Task directions: Please update the listing below by changing every "single dot" to "single marker", and give all of it back with nothing else altered.

BEGIN Input records

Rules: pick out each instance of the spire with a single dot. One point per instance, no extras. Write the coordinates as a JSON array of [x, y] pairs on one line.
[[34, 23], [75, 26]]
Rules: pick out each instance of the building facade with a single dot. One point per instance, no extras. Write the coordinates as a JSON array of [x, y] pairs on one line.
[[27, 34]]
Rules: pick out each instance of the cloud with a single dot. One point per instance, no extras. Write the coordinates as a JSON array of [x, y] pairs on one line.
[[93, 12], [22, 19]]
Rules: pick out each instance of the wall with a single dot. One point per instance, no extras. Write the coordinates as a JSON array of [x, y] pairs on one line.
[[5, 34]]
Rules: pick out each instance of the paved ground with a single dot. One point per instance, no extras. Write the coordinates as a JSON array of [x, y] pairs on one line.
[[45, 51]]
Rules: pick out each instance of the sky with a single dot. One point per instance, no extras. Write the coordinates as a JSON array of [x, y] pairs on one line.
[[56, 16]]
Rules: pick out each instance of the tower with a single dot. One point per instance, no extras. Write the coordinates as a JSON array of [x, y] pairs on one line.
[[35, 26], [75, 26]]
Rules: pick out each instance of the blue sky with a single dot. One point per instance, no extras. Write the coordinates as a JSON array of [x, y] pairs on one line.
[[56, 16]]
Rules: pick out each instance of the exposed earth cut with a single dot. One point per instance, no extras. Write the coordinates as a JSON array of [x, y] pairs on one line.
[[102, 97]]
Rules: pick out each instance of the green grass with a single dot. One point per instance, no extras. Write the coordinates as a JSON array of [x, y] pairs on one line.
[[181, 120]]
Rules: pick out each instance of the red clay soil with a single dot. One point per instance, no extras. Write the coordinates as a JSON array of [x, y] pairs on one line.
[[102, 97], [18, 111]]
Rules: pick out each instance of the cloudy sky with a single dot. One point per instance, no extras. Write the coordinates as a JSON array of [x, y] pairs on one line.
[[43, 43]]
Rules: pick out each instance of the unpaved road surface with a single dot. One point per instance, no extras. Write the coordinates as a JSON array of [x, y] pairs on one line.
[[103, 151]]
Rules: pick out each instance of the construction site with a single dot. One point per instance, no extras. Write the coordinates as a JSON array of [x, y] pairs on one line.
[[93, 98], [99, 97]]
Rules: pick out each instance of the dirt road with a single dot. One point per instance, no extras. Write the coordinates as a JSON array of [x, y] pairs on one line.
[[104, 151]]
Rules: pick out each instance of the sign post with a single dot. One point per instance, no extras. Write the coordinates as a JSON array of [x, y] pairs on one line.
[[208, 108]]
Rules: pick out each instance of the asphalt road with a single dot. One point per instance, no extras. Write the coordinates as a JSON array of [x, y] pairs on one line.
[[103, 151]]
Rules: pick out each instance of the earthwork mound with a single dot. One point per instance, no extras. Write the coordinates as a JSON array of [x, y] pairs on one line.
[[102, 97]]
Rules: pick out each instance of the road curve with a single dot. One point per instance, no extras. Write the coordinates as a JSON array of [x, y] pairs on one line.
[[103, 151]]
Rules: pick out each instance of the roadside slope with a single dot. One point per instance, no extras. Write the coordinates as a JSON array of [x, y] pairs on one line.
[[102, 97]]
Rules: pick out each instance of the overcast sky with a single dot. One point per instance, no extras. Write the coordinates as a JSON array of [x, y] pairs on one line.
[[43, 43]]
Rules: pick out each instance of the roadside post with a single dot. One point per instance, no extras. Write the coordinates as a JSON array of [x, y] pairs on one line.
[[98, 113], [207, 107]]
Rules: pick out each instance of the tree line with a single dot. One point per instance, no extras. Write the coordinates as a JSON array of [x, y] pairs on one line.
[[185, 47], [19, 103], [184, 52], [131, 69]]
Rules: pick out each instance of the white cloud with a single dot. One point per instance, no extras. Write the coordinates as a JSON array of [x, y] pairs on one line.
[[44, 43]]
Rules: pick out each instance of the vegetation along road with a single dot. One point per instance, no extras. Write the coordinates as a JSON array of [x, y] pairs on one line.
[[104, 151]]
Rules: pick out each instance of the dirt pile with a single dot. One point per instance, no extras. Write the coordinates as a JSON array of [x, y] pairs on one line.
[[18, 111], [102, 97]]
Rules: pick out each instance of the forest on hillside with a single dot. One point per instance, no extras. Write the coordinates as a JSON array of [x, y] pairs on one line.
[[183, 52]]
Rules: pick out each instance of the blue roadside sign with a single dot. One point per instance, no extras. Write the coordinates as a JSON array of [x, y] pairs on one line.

END Input records

Solution:
Rules: pick out each instance of the spire with a single marker. One point per instance, no extras. Write the coordinates as a JSON array of [x, y] pairs on one line.
[[34, 23], [75, 26]]
Rules: pick out each instance of the building facade with a single marker. One point per instance, no extras. Write the coordinates as a JSON array of [x, y] pairs on one line.
[[27, 34]]
Rules: pick out each instance of the cloud with a single marker. One point per instance, no extras. Write the coordinates as a JSON array of [x, y] pairs on one line.
[[93, 12], [22, 19]]
Rules: pick out each instance of the wall with a single marker. One point per instance, no extras. Write the coordinates as a JSON array of [x, y] pairs on one line.
[[5, 34]]
Rules: pick out each instance of the paved ground with a single marker. One point per instance, no extras. Write the coordinates as a JSON array of [x, y] pairs on one line.
[[45, 51]]
Rules: pick out each instance of the sky with a single marker. One point per instance, no extras. Write the coordinates as a JSON array of [x, y] pairs on one line.
[[56, 16]]
Rules: pick out each instance of the tower with a single marker. One point per instance, no extras. Write the coordinates as a JSON array of [x, y] pairs on one line.
[[35, 26], [75, 26]]
Rules: pick out each instance of the blue sky with a single marker. One point per instance, no extras. Write the coordinates as a JSON array of [x, y] pairs on one line.
[[56, 16]]
Rules: pick out each instance of the exposed earth cut with a single marker. One point per instance, no extras. Write the coordinates as a JSON array of [x, y] pairs on one line.
[[102, 97]]
Rules: pick out each instance of the green grass with a single marker. One point per instance, no extras. Write the coordinates as a JSON array of [x, y] pairs on one line.
[[181, 120]]
Rules: pick out each instance of the red clay soil with a single marker. One point per instance, no extras. Write the coordinates as a JSON array of [x, y] pairs on one line.
[[102, 97], [18, 111]]
Rules: pick out each instance of the cloudy sky with a single marker. One point per instance, no extras. Write the coordinates as a JSON array of [x, y] pairs on one line.
[[43, 43]]
Rules: pick out each instance of the unpaved road surface with a single marker. One point per instance, no extras. Write the coordinates as a JSON array of [x, y] pairs on one line.
[[103, 151]]
Rules: pick out each instance of the construction site with a single marker. One point per instance, no extras. Write the coordinates as a JSON array of [x, y] pairs on one line.
[[93, 98], [99, 97]]
Rules: pick out each instance of the dirt road with a single marker. One point per instance, no extras. Write the coordinates as a JSON array of [x, y] pairs on one line.
[[104, 151]]
Rules: pick out each instance of the sign post with a single marker. One point per instance, no extras. Write the coordinates as a JSON array of [x, y] pairs on one line.
[[208, 108]]
Rules: pick out each instance of the asphalt road with a single marker. One point per instance, no extras. Write the coordinates as a JSON array of [x, y] pairs on one line.
[[103, 151]]
Rules: pick out each instance of the earthwork mound with a single marker. One point per instance, no extras. Write the coordinates as a JSON array of [x, y] pairs on one line.
[[102, 97]]
Rules: pick out each instance of the road curve with a single marker. One point per instance, no extras. Write the coordinates as a JSON array of [x, y] pairs on one line.
[[103, 151]]
Rules: pick out each instance of the roadside slope with a single marker. One point per instance, no extras. Write the coordinates as a JSON array of [x, y] pairs on one line.
[[102, 97]]
Rules: pick out each instance of the overcast sky with a single marker. One point per instance, no extras. Write the coordinates as a JSON array of [x, y] pairs on one line.
[[43, 43]]
Rules: pick out each instance of the roadside post with a single marker. One point per instance, no extras. Write the coordinates as a JSON array of [x, y] pairs on one line.
[[98, 113], [207, 107]]
Rules: pick out each instance of the tree line with a single marker. One point per instance, no extras. Write the coordinates as a JSON array of [x, y] pairs on one line.
[[185, 47], [19, 103], [184, 52], [131, 69]]
Rules: pick out each instance of the white cloud with a single marker. One point per instance, no extras. Write the coordinates as a JSON array of [x, y] pairs on one line.
[[44, 43]]
Rules: pick out each instance of the vegetation along road with a single marker. One point per instance, no extras. Write the coordinates as a JSON array of [x, y] pairs on one line.
[[104, 151]]
Rules: pick out each instance of the dirt pile with a single marker. One point per instance, no extras. Write the coordinates as a JSON array of [x, y] pairs on one line.
[[18, 111], [102, 97]]
Rules: pick out each instance of the forest on hillside with a single marker. One point per instance, no extras. Write the coordinates as a JSON array of [x, y] pairs on one line.
[[183, 52]]
Rules: pick out each instance of the blue roadside sign with a single marker. One point per instance, no extras. Write the coordinates as a JSON array of [x, y] pairs on one line.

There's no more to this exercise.